#### Dataset rows
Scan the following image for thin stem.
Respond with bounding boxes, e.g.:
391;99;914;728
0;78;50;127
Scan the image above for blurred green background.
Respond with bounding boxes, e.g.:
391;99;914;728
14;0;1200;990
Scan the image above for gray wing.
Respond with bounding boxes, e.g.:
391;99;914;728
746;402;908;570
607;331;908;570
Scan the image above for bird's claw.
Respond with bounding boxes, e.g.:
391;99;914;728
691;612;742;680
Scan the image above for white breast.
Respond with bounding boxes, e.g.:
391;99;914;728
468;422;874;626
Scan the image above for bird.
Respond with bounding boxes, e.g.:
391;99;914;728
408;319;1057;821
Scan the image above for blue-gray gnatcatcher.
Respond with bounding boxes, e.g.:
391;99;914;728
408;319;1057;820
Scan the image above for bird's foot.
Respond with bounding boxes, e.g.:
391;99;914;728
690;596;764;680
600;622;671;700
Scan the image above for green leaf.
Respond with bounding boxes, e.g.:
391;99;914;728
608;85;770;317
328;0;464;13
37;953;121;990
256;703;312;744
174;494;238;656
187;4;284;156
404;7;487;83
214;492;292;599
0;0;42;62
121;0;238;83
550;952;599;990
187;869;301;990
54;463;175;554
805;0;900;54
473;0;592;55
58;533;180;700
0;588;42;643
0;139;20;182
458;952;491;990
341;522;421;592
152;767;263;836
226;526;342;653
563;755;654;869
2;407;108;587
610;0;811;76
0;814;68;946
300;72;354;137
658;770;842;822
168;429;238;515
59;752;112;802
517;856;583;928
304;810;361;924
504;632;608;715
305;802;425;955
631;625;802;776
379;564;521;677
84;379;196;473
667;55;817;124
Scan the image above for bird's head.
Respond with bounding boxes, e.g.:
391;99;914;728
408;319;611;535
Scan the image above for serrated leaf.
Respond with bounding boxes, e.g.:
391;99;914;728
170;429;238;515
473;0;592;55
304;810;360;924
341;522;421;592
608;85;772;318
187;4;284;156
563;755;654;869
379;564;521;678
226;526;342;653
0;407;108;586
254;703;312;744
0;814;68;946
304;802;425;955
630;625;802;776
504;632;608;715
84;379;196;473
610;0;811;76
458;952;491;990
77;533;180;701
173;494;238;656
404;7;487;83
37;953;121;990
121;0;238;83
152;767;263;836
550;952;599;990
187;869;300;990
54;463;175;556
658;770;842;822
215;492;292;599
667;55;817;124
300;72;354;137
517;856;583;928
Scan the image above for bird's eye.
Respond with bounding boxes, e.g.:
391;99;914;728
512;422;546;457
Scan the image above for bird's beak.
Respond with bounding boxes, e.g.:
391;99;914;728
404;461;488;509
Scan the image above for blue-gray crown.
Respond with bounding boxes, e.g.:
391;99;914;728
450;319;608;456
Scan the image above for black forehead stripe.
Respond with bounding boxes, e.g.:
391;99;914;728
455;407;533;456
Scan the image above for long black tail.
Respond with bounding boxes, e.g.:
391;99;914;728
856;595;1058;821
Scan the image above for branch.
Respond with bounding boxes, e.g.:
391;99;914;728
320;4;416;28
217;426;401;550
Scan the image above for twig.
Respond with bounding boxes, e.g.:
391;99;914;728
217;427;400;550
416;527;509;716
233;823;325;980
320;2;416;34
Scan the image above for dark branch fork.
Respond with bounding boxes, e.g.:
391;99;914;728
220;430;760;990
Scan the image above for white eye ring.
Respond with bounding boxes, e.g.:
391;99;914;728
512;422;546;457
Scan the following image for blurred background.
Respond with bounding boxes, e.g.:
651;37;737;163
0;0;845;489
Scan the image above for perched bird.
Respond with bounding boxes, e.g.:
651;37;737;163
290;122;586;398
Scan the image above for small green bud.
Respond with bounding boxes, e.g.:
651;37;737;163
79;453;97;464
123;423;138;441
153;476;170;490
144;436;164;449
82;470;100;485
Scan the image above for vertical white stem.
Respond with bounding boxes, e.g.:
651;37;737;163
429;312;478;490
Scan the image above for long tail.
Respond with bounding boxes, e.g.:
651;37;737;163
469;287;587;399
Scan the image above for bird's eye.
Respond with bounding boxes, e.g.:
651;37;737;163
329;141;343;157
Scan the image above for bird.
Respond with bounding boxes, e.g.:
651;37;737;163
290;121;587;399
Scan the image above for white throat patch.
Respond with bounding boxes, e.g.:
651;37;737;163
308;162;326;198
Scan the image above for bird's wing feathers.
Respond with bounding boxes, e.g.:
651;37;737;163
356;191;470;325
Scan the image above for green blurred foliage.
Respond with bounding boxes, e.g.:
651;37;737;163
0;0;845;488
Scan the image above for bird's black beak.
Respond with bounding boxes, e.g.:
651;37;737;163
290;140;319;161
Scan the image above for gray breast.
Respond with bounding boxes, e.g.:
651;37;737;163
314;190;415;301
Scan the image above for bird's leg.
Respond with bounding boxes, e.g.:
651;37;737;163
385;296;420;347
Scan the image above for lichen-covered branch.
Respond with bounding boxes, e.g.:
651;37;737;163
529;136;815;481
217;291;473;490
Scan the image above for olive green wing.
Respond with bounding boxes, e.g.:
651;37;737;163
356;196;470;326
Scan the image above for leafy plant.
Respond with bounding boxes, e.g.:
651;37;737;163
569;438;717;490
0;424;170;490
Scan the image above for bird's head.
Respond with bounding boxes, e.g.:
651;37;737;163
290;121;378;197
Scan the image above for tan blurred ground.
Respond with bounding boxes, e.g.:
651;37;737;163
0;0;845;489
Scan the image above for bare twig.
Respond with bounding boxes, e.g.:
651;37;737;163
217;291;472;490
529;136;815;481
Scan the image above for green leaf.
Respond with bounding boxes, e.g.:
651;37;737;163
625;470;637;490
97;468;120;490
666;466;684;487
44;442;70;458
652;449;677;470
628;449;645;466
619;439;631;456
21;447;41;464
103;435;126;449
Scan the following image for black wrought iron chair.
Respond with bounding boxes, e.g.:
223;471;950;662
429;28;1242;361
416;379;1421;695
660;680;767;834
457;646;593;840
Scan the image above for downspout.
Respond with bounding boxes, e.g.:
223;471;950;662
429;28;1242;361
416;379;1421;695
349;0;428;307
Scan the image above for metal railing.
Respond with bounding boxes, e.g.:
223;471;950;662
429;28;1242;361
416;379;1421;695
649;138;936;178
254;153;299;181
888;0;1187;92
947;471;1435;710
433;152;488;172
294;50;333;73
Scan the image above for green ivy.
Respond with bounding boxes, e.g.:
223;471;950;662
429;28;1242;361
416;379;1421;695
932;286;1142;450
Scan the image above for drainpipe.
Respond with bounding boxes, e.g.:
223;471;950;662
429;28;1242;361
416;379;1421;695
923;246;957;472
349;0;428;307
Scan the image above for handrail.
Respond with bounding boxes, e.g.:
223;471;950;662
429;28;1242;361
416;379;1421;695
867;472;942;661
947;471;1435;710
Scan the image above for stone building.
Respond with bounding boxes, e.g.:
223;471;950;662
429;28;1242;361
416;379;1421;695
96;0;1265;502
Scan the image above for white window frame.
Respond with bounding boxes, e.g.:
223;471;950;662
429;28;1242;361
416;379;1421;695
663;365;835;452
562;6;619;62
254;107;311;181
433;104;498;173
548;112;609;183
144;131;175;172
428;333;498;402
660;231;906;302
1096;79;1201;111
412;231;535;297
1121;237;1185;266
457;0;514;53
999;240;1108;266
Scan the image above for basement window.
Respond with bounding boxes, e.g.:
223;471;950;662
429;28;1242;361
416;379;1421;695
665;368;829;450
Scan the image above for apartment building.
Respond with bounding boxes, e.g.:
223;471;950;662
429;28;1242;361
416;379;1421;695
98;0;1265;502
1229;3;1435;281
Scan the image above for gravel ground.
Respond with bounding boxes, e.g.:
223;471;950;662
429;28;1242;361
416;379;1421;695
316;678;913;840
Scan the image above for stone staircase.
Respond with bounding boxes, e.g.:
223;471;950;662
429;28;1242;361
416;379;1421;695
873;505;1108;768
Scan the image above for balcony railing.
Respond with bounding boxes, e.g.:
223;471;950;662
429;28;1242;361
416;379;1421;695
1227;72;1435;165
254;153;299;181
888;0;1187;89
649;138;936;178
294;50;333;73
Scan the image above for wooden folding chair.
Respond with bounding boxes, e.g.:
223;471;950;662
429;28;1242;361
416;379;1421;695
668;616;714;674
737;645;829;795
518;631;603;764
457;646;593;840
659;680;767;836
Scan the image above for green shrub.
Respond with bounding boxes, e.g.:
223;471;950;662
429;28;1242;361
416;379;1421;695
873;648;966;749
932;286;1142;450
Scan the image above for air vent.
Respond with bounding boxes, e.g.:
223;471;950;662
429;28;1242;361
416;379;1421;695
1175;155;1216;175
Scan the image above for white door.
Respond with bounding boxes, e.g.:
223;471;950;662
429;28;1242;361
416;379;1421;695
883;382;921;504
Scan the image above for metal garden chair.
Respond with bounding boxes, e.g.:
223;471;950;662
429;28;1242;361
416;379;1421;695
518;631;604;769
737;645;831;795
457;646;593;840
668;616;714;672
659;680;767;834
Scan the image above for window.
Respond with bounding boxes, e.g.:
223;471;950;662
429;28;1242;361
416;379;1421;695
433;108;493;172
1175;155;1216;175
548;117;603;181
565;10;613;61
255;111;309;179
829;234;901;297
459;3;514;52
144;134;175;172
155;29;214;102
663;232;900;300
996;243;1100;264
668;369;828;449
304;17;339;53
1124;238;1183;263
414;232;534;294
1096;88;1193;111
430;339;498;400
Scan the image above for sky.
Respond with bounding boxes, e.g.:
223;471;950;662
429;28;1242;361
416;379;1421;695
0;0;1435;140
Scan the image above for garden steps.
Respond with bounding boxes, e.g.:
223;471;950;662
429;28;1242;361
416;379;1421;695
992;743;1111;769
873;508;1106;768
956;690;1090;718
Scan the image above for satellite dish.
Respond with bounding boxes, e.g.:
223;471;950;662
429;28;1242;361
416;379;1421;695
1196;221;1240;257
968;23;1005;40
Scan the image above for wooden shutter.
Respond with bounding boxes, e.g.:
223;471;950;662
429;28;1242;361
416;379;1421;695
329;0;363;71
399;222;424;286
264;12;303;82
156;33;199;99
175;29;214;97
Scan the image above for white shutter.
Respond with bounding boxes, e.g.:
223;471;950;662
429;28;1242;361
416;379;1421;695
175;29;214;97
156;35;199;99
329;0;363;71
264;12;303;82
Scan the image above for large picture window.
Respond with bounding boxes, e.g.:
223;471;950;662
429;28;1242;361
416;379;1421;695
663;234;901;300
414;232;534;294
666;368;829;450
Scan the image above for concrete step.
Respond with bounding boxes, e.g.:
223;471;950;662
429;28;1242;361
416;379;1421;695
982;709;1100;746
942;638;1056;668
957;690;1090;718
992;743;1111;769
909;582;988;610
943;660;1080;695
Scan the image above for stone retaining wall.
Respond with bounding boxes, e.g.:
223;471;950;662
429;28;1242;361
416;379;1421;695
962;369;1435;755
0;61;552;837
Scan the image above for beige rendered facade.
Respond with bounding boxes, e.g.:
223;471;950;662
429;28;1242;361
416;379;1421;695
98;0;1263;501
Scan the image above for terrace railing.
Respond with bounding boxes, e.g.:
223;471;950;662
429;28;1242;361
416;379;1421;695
########
> **Your instructions**: Please copy out the data word for word, beginning at the line that contains "Scan the image above for green shrub." and stopping after the line that contains "883;382;921;504".

> **Result of this exercise**:
Scan the image above for green shrub.
Respond with bounding boxes, e.g.:
223;471;950;662
429;28;1242;361
416;379;1421;695
873;648;966;749
932;286;1142;450
Scan the image above for air vent.
Respond with bounding boxes, e.g.:
223;471;950;662
429;28;1242;361
416;379;1421;695
1175;155;1216;175
Scan the image above for white door.
Respond with bounding boxes, e.g.:
223;471;950;662
429;28;1242;361
416;379;1421;695
883;382;921;504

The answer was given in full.